[Extracted text]
Drug development is rightly seen as a high-risk investment area, but Sinclair Pharma is less speculative than many of its peers.
Drug development can deliver big rewards for investors. If you had bought shares in Glaxo, now part of GlaxoSmithKline
(LSE: GSK)
, thirty years ago, your shares would have risen 59 times in value over that period. And that's excluding dividends!
Trouble is, many promising medicines fail to reach the market, so investing in small drugs companies is a risky game.
Sinclair Pharma
(LSE: SPH)
is definitely on the small side, but it's relatively low risk. The risk is lower because Sinclair doesn't follow the conventional route of taking a drug through from early development work in a lab to market launch.
Instead the company focuses on picking up products that have already entered late-stage trials in humans but have been slowed down by some regulatory snag. Sinclair then uses its expertise to win final approval for a drug.
[/Extracted text]
[List of tasks]
• A. Reproduce the Sinclair Pharma article from "Drug development is" to "to market launch.".
• B. Write the next part of the Sinclair Pharma article, picking up after its final sentence.
[Material supplied]
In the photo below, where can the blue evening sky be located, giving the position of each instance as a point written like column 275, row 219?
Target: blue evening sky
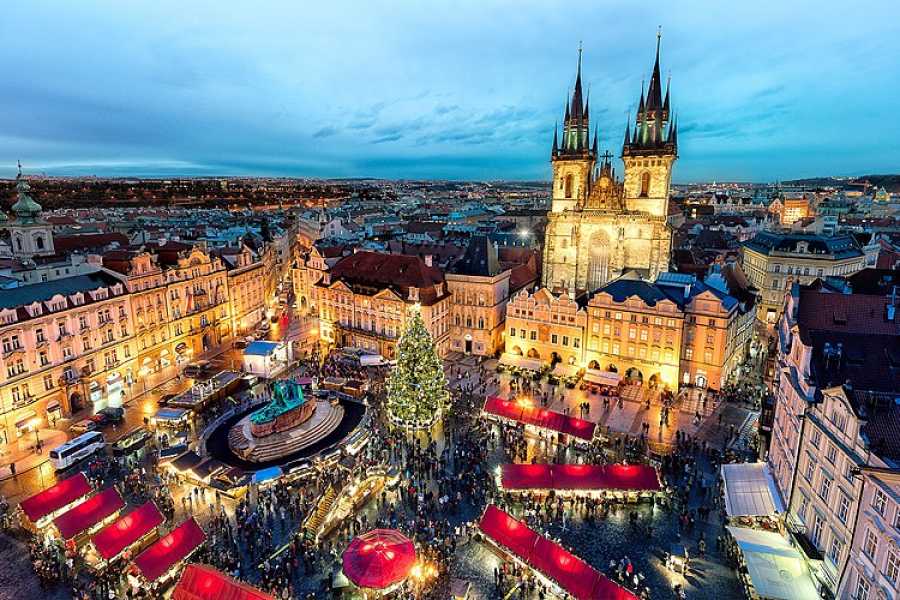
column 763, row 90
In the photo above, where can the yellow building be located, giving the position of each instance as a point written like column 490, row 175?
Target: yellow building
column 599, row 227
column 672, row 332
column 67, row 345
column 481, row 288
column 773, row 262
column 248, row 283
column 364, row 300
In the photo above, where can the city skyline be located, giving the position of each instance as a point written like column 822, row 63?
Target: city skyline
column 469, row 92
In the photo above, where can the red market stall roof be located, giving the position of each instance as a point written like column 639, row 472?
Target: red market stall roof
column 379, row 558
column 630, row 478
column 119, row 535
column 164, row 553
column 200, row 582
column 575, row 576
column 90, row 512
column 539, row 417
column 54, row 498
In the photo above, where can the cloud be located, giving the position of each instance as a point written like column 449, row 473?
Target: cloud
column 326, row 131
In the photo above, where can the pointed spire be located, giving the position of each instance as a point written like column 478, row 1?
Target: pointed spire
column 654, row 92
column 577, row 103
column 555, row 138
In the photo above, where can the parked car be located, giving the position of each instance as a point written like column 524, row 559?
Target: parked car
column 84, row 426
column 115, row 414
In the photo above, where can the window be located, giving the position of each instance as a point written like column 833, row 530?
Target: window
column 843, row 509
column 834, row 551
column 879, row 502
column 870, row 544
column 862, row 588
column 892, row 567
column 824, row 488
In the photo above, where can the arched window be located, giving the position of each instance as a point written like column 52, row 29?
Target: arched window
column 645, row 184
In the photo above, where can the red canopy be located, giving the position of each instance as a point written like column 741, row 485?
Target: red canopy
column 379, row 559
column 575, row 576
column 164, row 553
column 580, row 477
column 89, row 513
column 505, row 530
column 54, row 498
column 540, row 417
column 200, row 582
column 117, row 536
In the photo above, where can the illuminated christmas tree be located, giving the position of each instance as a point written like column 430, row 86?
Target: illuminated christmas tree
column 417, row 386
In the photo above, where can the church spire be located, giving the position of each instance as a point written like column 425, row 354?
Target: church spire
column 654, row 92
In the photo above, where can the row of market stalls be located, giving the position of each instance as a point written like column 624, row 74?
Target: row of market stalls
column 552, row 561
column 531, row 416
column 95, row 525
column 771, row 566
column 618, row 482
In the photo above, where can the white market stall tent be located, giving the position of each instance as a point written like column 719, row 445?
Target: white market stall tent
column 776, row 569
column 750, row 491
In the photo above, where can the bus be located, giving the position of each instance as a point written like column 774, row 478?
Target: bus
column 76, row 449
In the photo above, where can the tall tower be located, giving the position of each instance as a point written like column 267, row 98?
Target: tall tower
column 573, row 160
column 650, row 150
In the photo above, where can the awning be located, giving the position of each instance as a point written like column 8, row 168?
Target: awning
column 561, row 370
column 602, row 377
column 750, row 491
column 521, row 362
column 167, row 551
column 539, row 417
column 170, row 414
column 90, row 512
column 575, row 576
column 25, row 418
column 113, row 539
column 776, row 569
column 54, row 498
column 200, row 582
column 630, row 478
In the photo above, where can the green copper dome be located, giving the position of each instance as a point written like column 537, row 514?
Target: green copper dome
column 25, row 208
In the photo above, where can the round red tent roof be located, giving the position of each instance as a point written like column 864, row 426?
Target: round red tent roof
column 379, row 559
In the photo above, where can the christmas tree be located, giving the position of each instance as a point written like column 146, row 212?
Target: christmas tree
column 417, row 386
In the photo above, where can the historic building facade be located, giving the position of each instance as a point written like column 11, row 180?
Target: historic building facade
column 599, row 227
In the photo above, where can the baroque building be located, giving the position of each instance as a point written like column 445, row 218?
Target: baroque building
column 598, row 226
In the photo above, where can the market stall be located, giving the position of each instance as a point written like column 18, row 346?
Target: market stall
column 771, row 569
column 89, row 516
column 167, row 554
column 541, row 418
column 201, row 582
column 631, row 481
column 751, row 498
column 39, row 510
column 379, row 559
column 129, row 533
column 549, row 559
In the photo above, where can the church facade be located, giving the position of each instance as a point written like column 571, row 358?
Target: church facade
[/Material supplied]
[Results of the exercise]
• A.
Drug development is rightly seen as a high-risk investment area, but Sinclair Pharma is less speculative than many of its peers.
Drug development can deliver big rewards for investors. If you had bought shares in Glaxo, now part of GlaxoSmithKline
(LSE: GSK)
, thirty years ago, your shares would have risen 59 times in value over that period. And that's excluding dividends!
Trouble is, many promising medicines fail to reach the market, so investing in small drugs companies is a risky game.
Sinclair Pharma
(LSE: SPH)
is definitely on the small side, but it's relatively low risk. The risk is lower because Sinclair doesn't follow the conventional route of taking a drug through from early development work in a lab to market launch.

• B.
The company has had some success following this strategy, and, crucially, that success is now beginning to show up in the numbers. In a recent trading statement, Sinclair said it expected revenue for the year to June 2006 to come in at £11.6m, up 65% from the previous year.
Granted, that's not a massive sum for a £114m company (120p share price), but analysts expect Sinclair to move into the black in 2007 with plenty of growth to come after that. Indeed, Equity Development (ED), a research house, reckons earnings per share could reach 14.2p by 2009.
Of course, that begs the question: is ED's forecast realistic?
Well, bear in mind that Sinclair has paid ED to write the research. But I think there's a decent chance that Sinclair will deliver nonetheless -- as it has several products with significant potential. Especially these two:
Decapinol
Decapinol is an oral rinse for the treatment of gingivitis, also known as gum disease. Many current treatments are antiseptics and can thus trigger secondary mouth infections such as thrush. They may also stain teeth. Decapinol works in a different way and clinical trials show the product is effective, doesn't stain teeth and isn't washed away by water.
What's more, medical giant, Johnson & Johnson acquired US licensing rights for the product in a recent five-year deal. There's lots of potential here, 80% of the US adult population is estimated to have some degree of gum inflammation.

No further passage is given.